## Referring expression pointing data
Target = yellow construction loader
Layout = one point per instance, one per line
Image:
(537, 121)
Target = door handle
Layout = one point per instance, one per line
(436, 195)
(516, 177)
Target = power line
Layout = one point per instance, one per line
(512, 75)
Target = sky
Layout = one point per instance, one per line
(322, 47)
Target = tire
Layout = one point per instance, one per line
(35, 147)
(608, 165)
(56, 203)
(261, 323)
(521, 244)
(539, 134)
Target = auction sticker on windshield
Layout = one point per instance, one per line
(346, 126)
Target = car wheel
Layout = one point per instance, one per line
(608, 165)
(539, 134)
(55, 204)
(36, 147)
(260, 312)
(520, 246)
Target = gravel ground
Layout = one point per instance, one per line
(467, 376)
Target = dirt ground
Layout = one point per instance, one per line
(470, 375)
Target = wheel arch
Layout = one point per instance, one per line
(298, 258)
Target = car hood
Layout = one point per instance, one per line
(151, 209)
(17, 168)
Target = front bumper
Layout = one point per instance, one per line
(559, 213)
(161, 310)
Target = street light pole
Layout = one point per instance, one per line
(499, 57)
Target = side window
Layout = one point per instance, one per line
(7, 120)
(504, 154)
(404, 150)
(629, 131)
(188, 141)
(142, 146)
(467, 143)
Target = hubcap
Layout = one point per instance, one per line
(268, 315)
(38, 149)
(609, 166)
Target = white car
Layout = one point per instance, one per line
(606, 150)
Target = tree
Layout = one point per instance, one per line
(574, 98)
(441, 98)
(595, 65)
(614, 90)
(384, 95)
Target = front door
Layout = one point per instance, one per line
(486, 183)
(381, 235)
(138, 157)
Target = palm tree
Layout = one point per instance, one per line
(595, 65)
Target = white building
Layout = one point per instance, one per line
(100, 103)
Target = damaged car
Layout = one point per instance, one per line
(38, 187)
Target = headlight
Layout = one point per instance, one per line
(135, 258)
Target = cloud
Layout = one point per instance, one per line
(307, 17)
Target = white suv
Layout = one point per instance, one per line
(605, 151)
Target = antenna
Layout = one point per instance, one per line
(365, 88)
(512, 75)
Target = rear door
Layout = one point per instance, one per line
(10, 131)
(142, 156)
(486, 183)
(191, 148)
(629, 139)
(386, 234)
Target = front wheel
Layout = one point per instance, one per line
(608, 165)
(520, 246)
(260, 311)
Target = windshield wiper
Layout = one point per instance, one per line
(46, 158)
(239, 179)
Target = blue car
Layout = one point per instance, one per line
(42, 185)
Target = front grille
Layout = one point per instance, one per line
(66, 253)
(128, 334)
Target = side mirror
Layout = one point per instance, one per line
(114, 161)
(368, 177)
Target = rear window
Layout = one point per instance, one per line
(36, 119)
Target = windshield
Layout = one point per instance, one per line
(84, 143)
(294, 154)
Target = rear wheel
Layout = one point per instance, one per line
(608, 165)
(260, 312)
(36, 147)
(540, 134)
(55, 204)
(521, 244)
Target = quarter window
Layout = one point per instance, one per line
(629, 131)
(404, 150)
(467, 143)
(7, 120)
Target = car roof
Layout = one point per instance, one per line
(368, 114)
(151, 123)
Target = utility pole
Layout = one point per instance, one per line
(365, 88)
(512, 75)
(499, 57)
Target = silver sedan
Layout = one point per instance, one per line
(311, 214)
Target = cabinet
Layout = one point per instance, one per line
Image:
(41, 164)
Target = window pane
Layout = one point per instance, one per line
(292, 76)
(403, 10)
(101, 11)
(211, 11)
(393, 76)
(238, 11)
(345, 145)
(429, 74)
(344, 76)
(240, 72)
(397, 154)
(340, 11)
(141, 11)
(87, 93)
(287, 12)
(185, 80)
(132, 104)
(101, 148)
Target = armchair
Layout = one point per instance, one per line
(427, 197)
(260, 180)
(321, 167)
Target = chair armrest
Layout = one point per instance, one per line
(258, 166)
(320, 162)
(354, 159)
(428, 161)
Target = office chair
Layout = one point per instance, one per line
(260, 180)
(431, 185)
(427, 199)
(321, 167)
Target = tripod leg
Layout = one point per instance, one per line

## Task
Check all the records above and select each line where the string "pole" is found.

## Reply
Target = street light pole
Target = utility pole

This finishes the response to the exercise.